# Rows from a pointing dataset
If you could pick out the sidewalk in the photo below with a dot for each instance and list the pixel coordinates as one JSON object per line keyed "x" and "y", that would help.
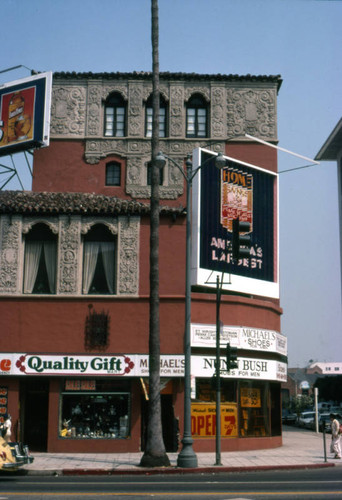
{"x": 301, "y": 449}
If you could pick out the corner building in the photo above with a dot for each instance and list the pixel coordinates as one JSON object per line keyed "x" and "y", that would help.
{"x": 74, "y": 271}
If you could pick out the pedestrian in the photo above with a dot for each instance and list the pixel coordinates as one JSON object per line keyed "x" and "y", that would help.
{"x": 335, "y": 446}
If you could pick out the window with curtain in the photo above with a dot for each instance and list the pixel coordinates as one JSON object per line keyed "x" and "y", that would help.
{"x": 99, "y": 258}
{"x": 115, "y": 116}
{"x": 162, "y": 117}
{"x": 40, "y": 261}
{"x": 197, "y": 117}
{"x": 113, "y": 174}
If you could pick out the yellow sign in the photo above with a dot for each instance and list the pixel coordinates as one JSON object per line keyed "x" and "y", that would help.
{"x": 250, "y": 398}
{"x": 203, "y": 420}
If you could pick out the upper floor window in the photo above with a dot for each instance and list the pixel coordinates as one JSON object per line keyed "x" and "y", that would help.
{"x": 115, "y": 116}
{"x": 149, "y": 175}
{"x": 40, "y": 260}
{"x": 149, "y": 117}
{"x": 196, "y": 117}
{"x": 113, "y": 174}
{"x": 99, "y": 259}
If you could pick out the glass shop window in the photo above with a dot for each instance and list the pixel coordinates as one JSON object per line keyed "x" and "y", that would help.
{"x": 254, "y": 411}
{"x": 92, "y": 413}
{"x": 206, "y": 390}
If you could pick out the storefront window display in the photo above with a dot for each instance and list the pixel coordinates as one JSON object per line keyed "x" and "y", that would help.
{"x": 254, "y": 413}
{"x": 244, "y": 408}
{"x": 88, "y": 409}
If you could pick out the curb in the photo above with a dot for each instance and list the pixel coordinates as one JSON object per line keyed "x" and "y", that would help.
{"x": 167, "y": 470}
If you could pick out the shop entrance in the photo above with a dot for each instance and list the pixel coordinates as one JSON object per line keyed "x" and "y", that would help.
{"x": 34, "y": 413}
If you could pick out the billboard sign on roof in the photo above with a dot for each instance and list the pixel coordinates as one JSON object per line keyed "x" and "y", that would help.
{"x": 239, "y": 190}
{"x": 25, "y": 113}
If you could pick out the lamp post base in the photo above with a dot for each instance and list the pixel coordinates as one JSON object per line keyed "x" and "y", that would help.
{"x": 187, "y": 458}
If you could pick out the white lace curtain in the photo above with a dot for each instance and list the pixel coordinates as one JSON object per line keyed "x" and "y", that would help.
{"x": 91, "y": 254}
{"x": 33, "y": 251}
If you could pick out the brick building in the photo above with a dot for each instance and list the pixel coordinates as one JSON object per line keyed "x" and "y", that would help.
{"x": 74, "y": 270}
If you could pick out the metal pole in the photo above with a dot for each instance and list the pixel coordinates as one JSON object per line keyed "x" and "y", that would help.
{"x": 218, "y": 378}
{"x": 187, "y": 456}
{"x": 324, "y": 444}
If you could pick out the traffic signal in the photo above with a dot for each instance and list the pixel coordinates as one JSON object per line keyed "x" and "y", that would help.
{"x": 241, "y": 244}
{"x": 231, "y": 357}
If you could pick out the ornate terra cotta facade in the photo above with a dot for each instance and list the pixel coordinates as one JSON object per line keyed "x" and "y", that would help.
{"x": 75, "y": 350}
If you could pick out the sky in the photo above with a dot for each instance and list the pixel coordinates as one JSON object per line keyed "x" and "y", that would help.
{"x": 300, "y": 40}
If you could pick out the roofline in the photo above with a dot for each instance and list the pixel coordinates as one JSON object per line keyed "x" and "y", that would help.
{"x": 69, "y": 203}
{"x": 324, "y": 149}
{"x": 147, "y": 75}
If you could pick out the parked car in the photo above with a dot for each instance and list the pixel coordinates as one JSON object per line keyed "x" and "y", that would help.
{"x": 307, "y": 419}
{"x": 13, "y": 455}
{"x": 324, "y": 421}
{"x": 288, "y": 418}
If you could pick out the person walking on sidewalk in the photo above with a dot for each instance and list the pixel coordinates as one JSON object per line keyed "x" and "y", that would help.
{"x": 335, "y": 446}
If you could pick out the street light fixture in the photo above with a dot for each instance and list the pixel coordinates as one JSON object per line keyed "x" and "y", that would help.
{"x": 187, "y": 457}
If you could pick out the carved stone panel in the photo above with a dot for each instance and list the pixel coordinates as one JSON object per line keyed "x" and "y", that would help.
{"x": 177, "y": 115}
{"x": 128, "y": 256}
{"x": 68, "y": 110}
{"x": 70, "y": 259}
{"x": 94, "y": 111}
{"x": 251, "y": 111}
{"x": 10, "y": 245}
{"x": 135, "y": 111}
{"x": 218, "y": 112}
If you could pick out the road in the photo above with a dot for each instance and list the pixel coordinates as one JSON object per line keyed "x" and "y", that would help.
{"x": 304, "y": 484}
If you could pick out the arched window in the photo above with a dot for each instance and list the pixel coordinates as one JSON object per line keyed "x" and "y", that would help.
{"x": 149, "y": 175}
{"x": 197, "y": 116}
{"x": 115, "y": 116}
{"x": 40, "y": 260}
{"x": 113, "y": 174}
{"x": 162, "y": 117}
{"x": 99, "y": 261}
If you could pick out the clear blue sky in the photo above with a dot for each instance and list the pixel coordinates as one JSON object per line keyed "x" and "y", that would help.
{"x": 299, "y": 39}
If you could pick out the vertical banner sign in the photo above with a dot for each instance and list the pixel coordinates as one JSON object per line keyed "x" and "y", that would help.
{"x": 237, "y": 191}
{"x": 203, "y": 420}
{"x": 3, "y": 404}
{"x": 25, "y": 113}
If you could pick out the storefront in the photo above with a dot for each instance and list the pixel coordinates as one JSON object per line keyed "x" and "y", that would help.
{"x": 250, "y": 394}
{"x": 67, "y": 403}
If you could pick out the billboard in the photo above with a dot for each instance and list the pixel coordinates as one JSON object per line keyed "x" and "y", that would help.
{"x": 239, "y": 190}
{"x": 25, "y": 113}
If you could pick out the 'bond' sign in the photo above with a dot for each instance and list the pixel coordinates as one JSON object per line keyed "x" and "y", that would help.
{"x": 237, "y": 191}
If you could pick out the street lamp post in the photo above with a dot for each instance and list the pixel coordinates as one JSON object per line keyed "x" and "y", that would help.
{"x": 187, "y": 457}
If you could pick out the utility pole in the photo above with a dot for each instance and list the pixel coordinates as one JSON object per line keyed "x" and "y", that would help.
{"x": 155, "y": 454}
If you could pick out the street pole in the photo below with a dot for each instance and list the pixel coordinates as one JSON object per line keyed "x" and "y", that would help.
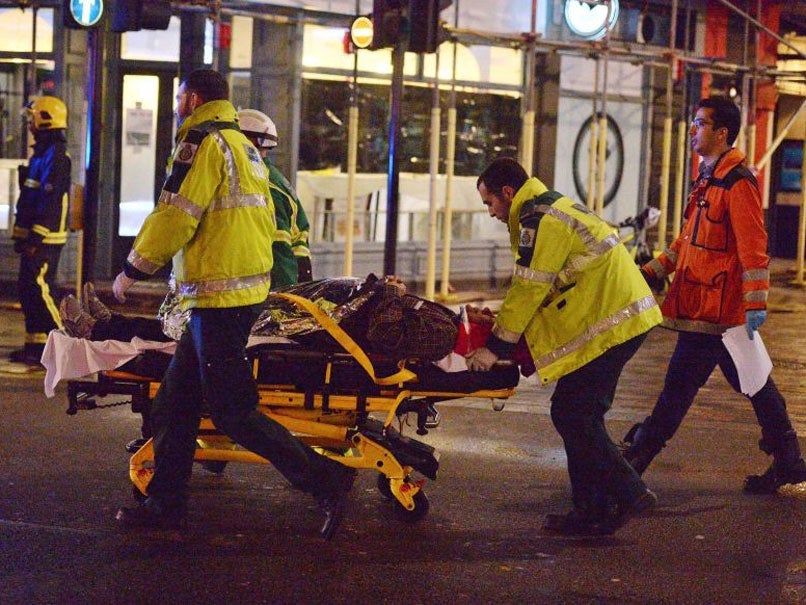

# OBJECTIVE
Exactly as written, return every line of the listing, but not the pictures.

# FINISHED TASK
If you could pick out the sidewalk in the photo below with a dot for each instance and list the pixel coordinates as one JSON object per line keyed "x" and "y", that would help.
{"x": 301, "y": 449}
If you could pick out the corner building in the photo above with a dot for each instance and list the pixel coordinates as one JSON object per line keyed "x" and "y", that would help.
{"x": 74, "y": 271}
If you could pick out the pedestrian in the photo above with a dot for each instance and list the pixel coordinates as one JSON object per line keyed "x" and "y", that would help.
{"x": 335, "y": 446}
If you could pick out the window with curtain in the photo above with a dot for each instance and list the pixel coordinates as one JSON object per line keyed "x" and "y", that would help.
{"x": 99, "y": 258}
{"x": 115, "y": 116}
{"x": 162, "y": 117}
{"x": 40, "y": 261}
{"x": 197, "y": 117}
{"x": 113, "y": 174}
If you could pick out the yellow sign in the photo above with a dot for each instance and list the pixel coordinates as one JSON object per line keyed "x" and "y", that would help.
{"x": 250, "y": 398}
{"x": 203, "y": 420}
If you could pick out the upper floor window in the photo above with a dot for each instance and list the pixel coordinates as one JSON object per line keyed "x" and "y", that would help.
{"x": 115, "y": 116}
{"x": 149, "y": 175}
{"x": 40, "y": 260}
{"x": 149, "y": 117}
{"x": 196, "y": 117}
{"x": 113, "y": 174}
{"x": 99, "y": 259}
If you could pick out the glass shop window in the photo above with a dot for each instance and list the pixel coordinates as one JSON object per line keyed "x" and "y", that would help.
{"x": 254, "y": 411}
{"x": 92, "y": 413}
{"x": 206, "y": 390}
If you could pick out the storefront window display in the photo above with a dot for each instance and list the pixel coordinates as one JSON object per line keyed "x" and "y", that would help.
{"x": 254, "y": 413}
{"x": 244, "y": 408}
{"x": 88, "y": 409}
If you could pick out the curb in the photo above with a dot for each instance and list the pixel coordinates as one JSON object per line keyed "x" and "y", that would help.
{"x": 167, "y": 470}
If you could pick out the shop entrance in the photo above with a dot for each instance and list the pixel coordinates as one JSON object per line keyed "x" and "y", that would help.
{"x": 34, "y": 413}
If you could pick out the billboard sign on roof in the photo above with a dot for each instance and list the pixel coordinates as one JSON object per line keyed "x" and "y", that would help.
{"x": 239, "y": 190}
{"x": 25, "y": 113}
If you could pick out the lamp post base in the photo above with a dot for each instance and list the pixel coordinates as one JSON object per line keyed "x" and "y", that would help.
{"x": 187, "y": 458}
If you could pick out the white lace curtain in the photo above with a dot for each instance and list the pixel coordinates as one JSON object per line keyed "x" and "y", that would help.
{"x": 91, "y": 254}
{"x": 33, "y": 251}
If you could pick out the brick building in the photo above with a dot for each instance and list the pixel coordinates as one JSON object per line keyed "x" and "y", that would help.
{"x": 74, "y": 270}
If you could pick out the metal pole in the photo above with a dot for each instance and list the pixel coordinates as one JSON object per line keyed "x" and "y", that would help.
{"x": 218, "y": 378}
{"x": 187, "y": 456}
{"x": 324, "y": 444}
If you could pick out the traffic signal in the photo above with a dot for each instance and list the pixel coordinates as one JSON object per line keyed "x" and "y", that would help.
{"x": 241, "y": 244}
{"x": 231, "y": 357}
If you could pick out the ornate terra cotta facade in the photo above with a dot for each instance and list the pixel coordinates as one JSON object per line keyed "x" and "y", that would help.
{"x": 75, "y": 350}
If you could pick out the sky in the photo above with a dot for each instance and list the pixel coordinates as one JSON object per line keyed "x" and "y", that would help.
{"x": 300, "y": 40}
If you could pick out the roofline in the photo above with a dot for each instance and list the pixel coordinates as one JSON object per line keyed "x" and "y", that would help.
{"x": 69, "y": 203}
{"x": 324, "y": 149}
{"x": 147, "y": 75}
If you could pick out the parked car in the photo above with a dot for each instance and list the pixel coordinates as one JSON object per line keyed "x" and "y", that would help.
{"x": 307, "y": 419}
{"x": 13, "y": 455}
{"x": 324, "y": 421}
{"x": 288, "y": 418}
If you could pick out the person walking on sidewalk in the photo above with a dot for each instance and list the pixel coordinates as one JSON object per line keyed "x" and "y", that would help.
{"x": 335, "y": 446}
If you could pick out the street light fixture in the photo above with a dot for each instance and list the pixel coordinates as one JSON object per line keyed "x" and "y", that would help.
{"x": 187, "y": 457}
If you could pick out the carved stone panel in the photo above with a dot for each instance and list the pixel coordinates as one JSON object per line keyed "x" and "y", that would help.
{"x": 177, "y": 115}
{"x": 128, "y": 256}
{"x": 68, "y": 110}
{"x": 70, "y": 259}
{"x": 94, "y": 111}
{"x": 251, "y": 111}
{"x": 10, "y": 245}
{"x": 135, "y": 111}
{"x": 218, "y": 112}
If you could pick out the road in the photo above with a dot for each instance and list the pixel coordinates as one JSON object per line keyed "x" and "y", that would help.
{"x": 304, "y": 484}
If you could pick out the arched window in the photo above with a dot for each instance and list the pixel coordinates as one JSON object per line keyed "x" and "y", that would help.
{"x": 149, "y": 175}
{"x": 197, "y": 116}
{"x": 115, "y": 116}
{"x": 40, "y": 260}
{"x": 113, "y": 174}
{"x": 162, "y": 117}
{"x": 99, "y": 261}
If you could pick out the clear blue sky in the photo above with a dot for each instance and list the pixel coordinates as one JSON object per line keyed "x" and "y", that would help.
{"x": 299, "y": 39}
If you could pick out the vertical banner sign in the photo above with a dot for each instance and list the pixel coordinates as one JSON object per line keyed "x" and "y", that would help.
{"x": 237, "y": 191}
{"x": 203, "y": 420}
{"x": 3, "y": 404}
{"x": 25, "y": 113}
If you could pick out the storefront in the photo above with a dot for each instance and list the pixel coordinates as one JSON object per line keyed "x" and "y", that would help.
{"x": 250, "y": 394}
{"x": 67, "y": 403}
If you could pick out the billboard in the photo above with a dot for each instance and list the pixel coordinates as one JSON object per line keyed "x" and "y", that would help.
{"x": 239, "y": 190}
{"x": 25, "y": 113}
If you could pick out the 'bond' sign in the photo above with a dot for each instance and list the pixel coordinates as one JSON object per line keyed "x" and "y", that would help.
{"x": 237, "y": 191}
If you could pick out the street lamp post in the photo above with a dot for each instance and list the pixel coordinates as one JSON object per line keyed "x" and "y", that would help.
{"x": 187, "y": 457}
If you could pick out the utility pole in the photo above with a dot for each instance and list the pixel coordinates as one JSON object per line keyed "x" and "y", that would help.
{"x": 155, "y": 454}
If you could pick out the street pole in the photo below with a dot for each instance and list the pixel coordinates as one JSON object per line keyed "x" and "y", that would help.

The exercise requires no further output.